▸ **Reading passage**
------------------------------------
Tory leadership hopefuls jostle for position as party licks its wounds
Leading contenders in the battle to replace Rishi Sunak and restore the Tories’ fortunes have been making initial pitches to Conservatives for support.
Suella Braverman, Robert Jenrick and Victoria Atkins used a series of newspaper articles and interviews to say what they think went wrong for the Tories and how the party can turn itself around following its worst-ever election result.
Former home secretary Mrs Braverman said the party needed to take a tougher line on reducing immigration, claiming some Tories had treated voters like “mugs” and Mr Sunak had run an “idiotic strategy”.
She said the party was facing an “existential threat” from Nigel Farage’s Reform UK.
Ex-immigration minister Robert Jenrick said failing to reduce numbers coming to the UK was “our biggest and most damaging failure” and the former government “insulted the public with decisions that caused net migration to spiral to unprecedented levels”.
And Ms Atkins said the country was still “instinctively Conservative” despite an election which resulted in the Tories returning just 121 MPs, the lowest in the party’s history, with Labour winning a majority of 174.
Writing in the Sunday Telegraph, Mrs Braverman said: “We Tories need to face facts: we failed in office and deserved this result.
“Any analysis of the worst general election in our history that doesn’t start there is self-comforting or self-serving.”
Mrs Braverman, who is likely to seek support on the party’s right on a platform of leaving the European Convention on Human Rights, scrapping the Human Rights Act and rewriting the Equality Act, said Labour’s cautious approach in the campaign worked “only because it faced our idiotic strategy of intermittently and inconsistently making ‘Tory Right’ noises – which disintegrated when set against our liberal Conservative record”.
She added: “I say again, whatever some of my colleagues think, the voters aren’t mugs: they saw what we did in office and ignored what we insincerely said while campaigning.
“High taxes, high immigration, and – I can hardly bear to say this – children literally physically mutilated by insane political correctness on our watch.”
On GB News, she said: “Millions of our voters were betrayed and angry with the Conservatives and they went to an alternative, Reform.
------------------------------------
▸ **Data supplied**

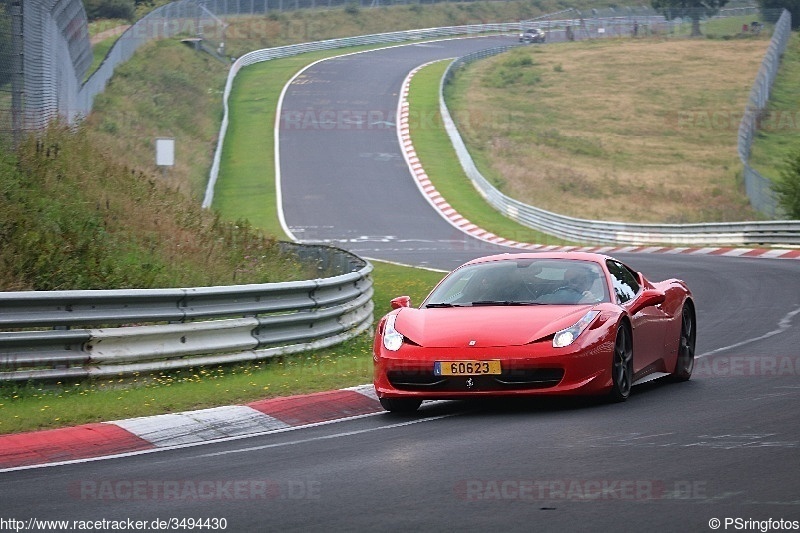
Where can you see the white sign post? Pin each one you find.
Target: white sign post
(165, 152)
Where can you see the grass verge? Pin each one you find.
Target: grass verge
(439, 159)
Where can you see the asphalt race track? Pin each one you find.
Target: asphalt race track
(675, 457)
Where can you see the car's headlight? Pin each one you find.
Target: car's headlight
(392, 339)
(565, 337)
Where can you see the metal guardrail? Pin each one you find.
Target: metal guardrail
(182, 328)
(596, 231)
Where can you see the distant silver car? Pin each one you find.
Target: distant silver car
(533, 35)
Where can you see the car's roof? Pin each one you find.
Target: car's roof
(575, 256)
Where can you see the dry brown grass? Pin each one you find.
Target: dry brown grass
(633, 130)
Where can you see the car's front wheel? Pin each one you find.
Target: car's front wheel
(400, 405)
(622, 365)
(684, 365)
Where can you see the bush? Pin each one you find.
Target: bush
(787, 187)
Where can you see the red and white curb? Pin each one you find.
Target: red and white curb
(451, 215)
(192, 427)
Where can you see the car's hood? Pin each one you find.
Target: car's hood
(486, 326)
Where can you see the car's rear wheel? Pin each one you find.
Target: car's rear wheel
(622, 365)
(684, 365)
(400, 405)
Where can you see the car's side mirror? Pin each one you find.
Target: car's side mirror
(648, 298)
(401, 301)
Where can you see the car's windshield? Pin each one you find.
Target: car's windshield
(521, 282)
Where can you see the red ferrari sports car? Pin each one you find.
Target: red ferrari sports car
(533, 324)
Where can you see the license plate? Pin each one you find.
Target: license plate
(465, 368)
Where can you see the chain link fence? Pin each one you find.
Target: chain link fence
(759, 189)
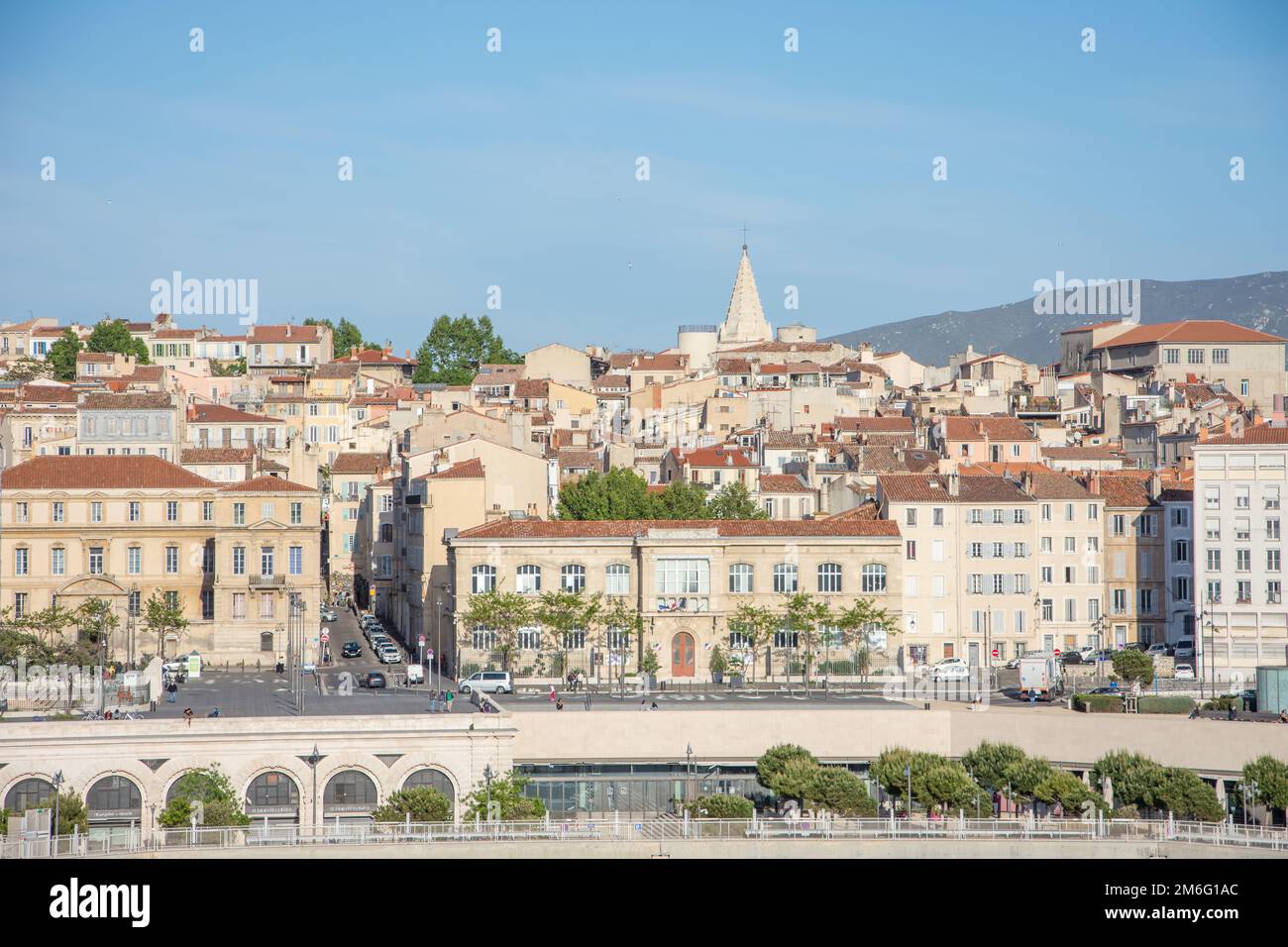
------------------------------------
▸ **Problem set**
**A.** According to the Tory leadership article, how large was Labour's majority in the election?
**B.** Using the Tory leadership article, decide whether each statement agrees with it. Answer yes or no and quote the deciding words. (i) Suella Braverman made her case in the Sunday Telegraph. (ii) Robert Jenrick is a former home secretary. (iii) Victoria Atkins said the country was no longer Conservative.
**C.** Proceed with the Tory leadership article from its last sentence.

▸ **The responses**
**A.** 174

**B.**
(i) Yes: "Writing in the Sunday Telegraph, Mrs Braverman said"
(ii) No: "Former home secretary Mrs Braverman" and "Ex-immigration minister Robert Jenrick"
(iii) No: "the country was still “instinctively Conservative”"

**C.**
“I believe whoever’s leading the party, whoever’s in the party needs to acknowledge this basic truth, that we are facing an existential threat from Reform and we need to change ourselves to ensure that we neutralise that threat, that we bring those people back home.”
She warned against any attempt to change the party’s rules to deprive members of a say in choosing the next leader.
“There is a serious effort afoot in the party by certain groups to cut out the members and disenfranchise them and they want to ensure that MPs regain the right and the exclusive right to choose the leader. That would be totally devastating to our party.”
Mr Jenrick, who would also put a tougher line on immigration at the heart of any leadership pitch, wrote in the Sunday Times: “The reason for this near-existential result was not that we were too left-wing or too right-wing.
“Nor because we had this slogan not that slogan.
“No, the fundamental reason we lost is because we failed to deliver what we promised for the British people.”
After Brexit and a promise to take control of the borders “the government then insulted the public with decisions that caused net migration to spiral to unprecedented levels”.
On illegal immigration, Mr Sunak “promised we would stop the boats” but “crossings are now at a record high”.
“The government adopted strident language, but stopped short of the robust action required to deliver,” Mr Jenrick said.
He also pointed to failures on the economy and the NHS.
Mr Jenrick followed up his Sunday Times article with an appearance on BBC’s Sunday With Laura Kuenssberg where he stopped short of launching a leadership campaign.
“I honestly don’t think that three days on from the General Election, in which we’ve just lost so many of our friends and colleagues, that it is right to have self-indulgent conversations like this,” he said.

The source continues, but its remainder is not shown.